■ 任务说明
1. 在关于阿里云开放搜索的文章中,本地上传测试数据时每次最多可以上传多少条数据?
2. 请从最后一句之后续写这篇关于阿里云开放搜索的文章。
──────── 文档正文 ────────
使用阿里云开放搜索(OpenSearch)搭建自己的上千万大数据搜索引擎

前言:

很多站长,当网站数据量非常大的时候,对于整站搜索 ,难免觉得亚历山大,为什么呢?

简单来说你网站有几十条文章,或者几千条文章,还好说一些,如果网站有几千万篇文章呢?搭建自己的搜索引擎, 会不会很头疼?

再加上全文搜索,分词搜索,联想搜索,语义搜索, 这些功能实现起来,真是要费一番周折。还有选取数据库也是一种挑战,创建索引,优化查询语句,整个工序下来,人力物力,工作量确实挺大的!


正文:

说了这么多,就是为了说到 阿里云开放搜索,

先来看一下官方的介绍

开放搜索(OpenSearch)是解决用户结构化数据搜索需求的托管服务,支持数据结构、搜索排序、数据处理自由定制。 开放搜索为您的网站或应用程序提供简单、低成本、稳定、高效的搜索解决方案。

阿里云开放搜索OpenSearch是一款阿里巴巴自主研发的大规模分布式搜索引擎平台,该平台承载了淘宝、天猫、1688、神马搜索、口碑、菜鸟等搜索业务,通过OpenSearch云服务的方式,将阿里巴巴成熟的搜索技术共享给广大开发者。

搜索应用自由创建,动态修改将应用结构简单化、定制化,用户可以通过可视化界面,自由配置文档的字段及属性

多种接入方式,数据自动同步支持RDS、ODPS数据源无缝接入、API/SDK数据上传、界面上传等多种接入方式,数据自动同步和定时索引重建,省时省力!

支持多表,插件式数据处理通过简单操作即可完成多表join和数据处理,数据复杂应用再也不用担心享受不到开放的便捷了!

搜索结果可定制支持两轮相关性排序定制,简单、灵活,加速产品效果迭代。

丰富的搜索结果调优功能设置,提升用户搜索体验拥有查询智能识别,自动提示,超强纠错、模糊搜索、拼音搜索等丰富产品功能

O2O应用已经涉及多个方面,如外卖、电影、旅行等,这类产品对搜索依赖比较重,除了显式用户搜索关键词外,还会根据业务场景根据搜索形成推荐页,有效做到千人千面的展现效果。主要搜索功能有关键词搜索、附近人、配送范围、营业时间、按距离排序、商家打散等。



配合阿里云RDS数据库或者ODPS数据源可以一键同步,步骤简直简单到爆!一个字 那就是爽

那么今天就来跟大家分享一下接入方法:

首先先去开通开放搜索:

如果前期只是测试, 建议你先使用标准版的入门型,价格比较便宜。一天也就2毛钱左右!

然后创建数据表:


创建索引:


然后就是导入测试数据了,  这里可以整理成json文件,本地上传.不过文件需要分隔,一次最大只能上传2M,每次最多上传1000条数据。那么100万数据 需要分1000次上传.上传python脚本如下:


#! /usr/bin/env python
#coding=utf-8
#json生成
#by http://tools.bugscaner.com/
import json
import md5,time,random,hmac,base64, copy
import urllib
from hashlib import sha1
import httplib
import hashlib

class V3Api:
    URI_PREFIX = '/v3/openapi/apps/'
    OS_PREFIX = 'OPENSEARCH'
    VERB = 'POST'
    #定义需推送到的应用表名,替换下面内容为数据需推送到应用中某个表名
    TABLE_NAME = '换成自己创建的表'
    #定义上传数据,将下面待上传数据替换为自己的数据
    def __init__(self,body_json):
        self.accesskey_id = '换成自己的'
        self.accesskey_secret = '换成自己的'
        # 下面host地址,替换为访问对应应用api地址,例如华东1区
        self.address = 'opensearch-cn-qingdao.aliyuncs.com'
        self.appname = 'ceshiyixia'
        self.port = 80
        self.body_json = body_json
    def runPost(self):
        query, header = self.buildQuery(app_name = self.appname,
                                        access_key = self.accesskey_id,
                                        secret = self.accesskey_secret,
                                        http_header = {},
                                        http_params = {})
──────── 所示数据 ────────
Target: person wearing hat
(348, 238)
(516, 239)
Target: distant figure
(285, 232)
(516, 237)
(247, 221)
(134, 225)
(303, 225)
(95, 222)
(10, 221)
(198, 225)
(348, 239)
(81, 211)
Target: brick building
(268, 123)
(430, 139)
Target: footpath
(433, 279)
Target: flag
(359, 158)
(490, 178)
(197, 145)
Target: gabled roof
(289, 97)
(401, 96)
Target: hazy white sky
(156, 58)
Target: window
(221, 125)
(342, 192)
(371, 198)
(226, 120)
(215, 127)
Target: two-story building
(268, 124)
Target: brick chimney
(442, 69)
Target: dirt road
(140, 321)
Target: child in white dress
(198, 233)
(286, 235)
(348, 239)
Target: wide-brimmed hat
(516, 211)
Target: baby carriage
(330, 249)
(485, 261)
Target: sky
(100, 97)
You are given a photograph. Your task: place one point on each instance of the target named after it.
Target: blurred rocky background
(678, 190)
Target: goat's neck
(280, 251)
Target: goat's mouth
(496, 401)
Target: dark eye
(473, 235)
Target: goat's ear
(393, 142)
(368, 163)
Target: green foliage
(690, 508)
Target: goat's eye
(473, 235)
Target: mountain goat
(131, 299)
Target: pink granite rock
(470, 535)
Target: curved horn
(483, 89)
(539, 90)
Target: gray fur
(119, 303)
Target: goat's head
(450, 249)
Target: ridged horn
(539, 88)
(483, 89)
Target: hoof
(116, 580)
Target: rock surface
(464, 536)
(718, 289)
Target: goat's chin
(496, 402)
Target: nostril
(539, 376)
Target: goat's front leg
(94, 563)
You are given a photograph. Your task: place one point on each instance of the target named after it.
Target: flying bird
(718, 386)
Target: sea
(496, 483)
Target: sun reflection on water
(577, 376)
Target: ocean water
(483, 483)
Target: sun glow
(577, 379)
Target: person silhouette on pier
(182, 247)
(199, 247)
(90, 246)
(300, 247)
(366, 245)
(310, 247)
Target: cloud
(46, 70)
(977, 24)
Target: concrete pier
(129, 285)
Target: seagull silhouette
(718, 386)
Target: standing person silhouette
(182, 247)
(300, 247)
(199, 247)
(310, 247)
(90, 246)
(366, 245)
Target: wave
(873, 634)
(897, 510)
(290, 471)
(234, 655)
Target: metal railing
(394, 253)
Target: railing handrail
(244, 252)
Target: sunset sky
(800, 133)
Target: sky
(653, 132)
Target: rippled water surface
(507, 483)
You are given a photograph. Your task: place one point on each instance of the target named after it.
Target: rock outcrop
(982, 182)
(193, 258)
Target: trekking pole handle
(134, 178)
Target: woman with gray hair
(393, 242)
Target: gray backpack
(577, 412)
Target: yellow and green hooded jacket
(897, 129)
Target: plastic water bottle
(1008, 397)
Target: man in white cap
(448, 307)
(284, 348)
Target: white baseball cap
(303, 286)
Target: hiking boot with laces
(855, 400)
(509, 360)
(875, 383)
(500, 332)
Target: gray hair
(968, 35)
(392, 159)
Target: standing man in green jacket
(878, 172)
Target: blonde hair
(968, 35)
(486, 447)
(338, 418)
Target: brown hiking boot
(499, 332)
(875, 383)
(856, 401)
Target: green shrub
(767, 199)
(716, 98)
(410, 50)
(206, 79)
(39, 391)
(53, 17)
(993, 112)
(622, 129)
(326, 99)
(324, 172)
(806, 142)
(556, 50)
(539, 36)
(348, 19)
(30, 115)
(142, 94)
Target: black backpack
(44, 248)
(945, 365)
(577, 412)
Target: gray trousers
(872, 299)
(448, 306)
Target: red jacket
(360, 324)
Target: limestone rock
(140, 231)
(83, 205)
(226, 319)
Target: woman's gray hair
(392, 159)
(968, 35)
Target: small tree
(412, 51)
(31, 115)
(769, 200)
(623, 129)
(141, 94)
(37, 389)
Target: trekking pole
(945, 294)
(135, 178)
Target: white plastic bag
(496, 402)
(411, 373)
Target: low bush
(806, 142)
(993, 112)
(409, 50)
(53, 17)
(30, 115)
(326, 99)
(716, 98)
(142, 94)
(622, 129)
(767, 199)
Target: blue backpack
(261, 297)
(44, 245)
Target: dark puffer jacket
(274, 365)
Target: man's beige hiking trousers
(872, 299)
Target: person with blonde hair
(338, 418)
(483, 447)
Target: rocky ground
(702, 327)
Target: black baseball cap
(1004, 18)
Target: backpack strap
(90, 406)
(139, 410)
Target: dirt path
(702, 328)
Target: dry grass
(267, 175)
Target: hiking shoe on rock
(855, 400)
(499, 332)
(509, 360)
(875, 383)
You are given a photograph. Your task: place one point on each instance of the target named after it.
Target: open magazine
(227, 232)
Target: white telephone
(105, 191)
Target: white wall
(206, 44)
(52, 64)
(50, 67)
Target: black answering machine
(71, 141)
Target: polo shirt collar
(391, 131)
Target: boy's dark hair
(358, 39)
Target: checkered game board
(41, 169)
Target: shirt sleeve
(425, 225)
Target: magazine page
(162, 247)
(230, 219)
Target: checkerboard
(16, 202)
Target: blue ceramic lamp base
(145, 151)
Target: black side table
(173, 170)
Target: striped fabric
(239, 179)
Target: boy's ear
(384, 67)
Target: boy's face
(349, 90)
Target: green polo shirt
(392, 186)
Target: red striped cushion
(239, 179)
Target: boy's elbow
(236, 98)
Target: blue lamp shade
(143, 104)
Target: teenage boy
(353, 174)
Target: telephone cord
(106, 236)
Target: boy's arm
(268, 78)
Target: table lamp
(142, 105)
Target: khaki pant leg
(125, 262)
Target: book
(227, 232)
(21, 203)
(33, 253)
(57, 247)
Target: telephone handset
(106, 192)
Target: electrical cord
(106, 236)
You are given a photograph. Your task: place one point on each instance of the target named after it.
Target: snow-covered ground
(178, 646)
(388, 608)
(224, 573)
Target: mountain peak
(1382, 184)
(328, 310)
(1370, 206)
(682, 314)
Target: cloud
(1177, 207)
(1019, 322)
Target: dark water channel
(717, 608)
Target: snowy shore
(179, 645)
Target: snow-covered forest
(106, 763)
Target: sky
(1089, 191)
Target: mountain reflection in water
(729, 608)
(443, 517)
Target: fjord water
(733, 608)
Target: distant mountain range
────────
■ 结果
1. 每次最多上传1000条数据。

2.
        print query
        print header
        conn = httplib.HTTPConnection(self.address, self.port)
        conn.request(self.VERB, url = query, body = self.body_json, headers = header)
        response = conn.getresponse()
        return response.status, response.getheaders(), response.read()
    def buildQuery(self,
                   app_name = None,
                   access_key = None,
                   secret = None,
                   http_header = {}, 
                   http_params = {}):
        uri = self.URI_PREFIX
        if app_name is not None:
            uri += app_name
        uri += '/{TABLE_NAME}/actions/bulk'.format(TABLE_NAME=self.TABLE_NAME)
        request_header = self.buildRequestHeader(uri = uri,
                                                 access_key = access_key,
                                                 secret = secret,
                                                 http_params = http_params,
                                                 http_header = http_header)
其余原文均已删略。